What to do -
(a) Using the article on the Knicks and Jalen Brunson, answer these:
(i) What position did the Knicks hire Brock Aller to fill?
(ii) Who is D.J. Wagner's grandfather?
(iii) Which two players did the Knicks trade to Detroit to clear cap space?
(b) In the article on the Knicks and Jalen Brunson, name every person mentioned in the paragraph that begins "The Knicks are reportedly all-in."

Selection -
Why Knicks are investing so much in free-agent Jalen Brunson

By Yaron Weitzman
FOX Sports NBA Writer

In the winter of 2021, about a year after coming in to help his friend/partner Leon Rose run the Knicks, William “Worldwide Wes” Wesley was talking to an associate about the duo’s plans for the franchise. 

“I told Brock,” Wesley told the associate, referring to Brock Aller, a friend the Knicks had recently hired to serve as their chief strategist, “that the only way he and I would have an issue is if he didn’t have enough assets to draft D.J. Wagner by the time he entered the draft.” 

Wagner at the time was one of the country’s top sophomore prospects. More importantly, he was the son of Dajuan Wagner, the former NBA lottery pick whom Rose had represented as an agent. More importantly than that, he was the grandson of Milt Wagner, another former NBA player and a longtime friend of both Rose and Wesley, who, like Wagner, are both South Jersey natives.

Wesley made clear to the associate that he was joking. But the point was clear. 

“Family is how we’re building this team,” he said. 

Knicks pursuing Jalen Brunson with four-year, $110M offer

The Knicks are reportedly all-in on signing the former Mavericks point guard, trading Nerlens Noel and Alec Burks to Detroit to clear cap space. They can now offer Brunson a four-year, $110 million deal. Nick Wright explains why New York going all-in on Brunson is an “awful idea.”

It took some time, but we’ve finally seen the length that he and Rose are willing to go when it comes to fulfilling this pledge. Sure, they spent their first two-plus years bringing in names from their respective pasts. Rose’s former client was named head coach. The roster was populated with players from Kentucky — a school coached by John Calipari, another longtime friend of Wesley’s — and Creative Arts Agency, where Rose previously worked.

Material -

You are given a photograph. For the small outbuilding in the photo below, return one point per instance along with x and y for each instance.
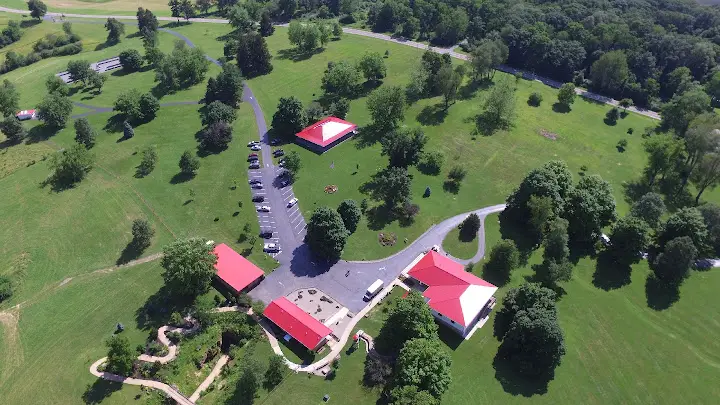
(325, 134)
(297, 323)
(235, 272)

Answers below -
(a)
(i) Chief strategist.
(ii) Milt Wagner.
(iii) Nerlens Noel and Alec Burks.

(b) Brunson, Nerlens Noel, Alec Burks, Nick Wright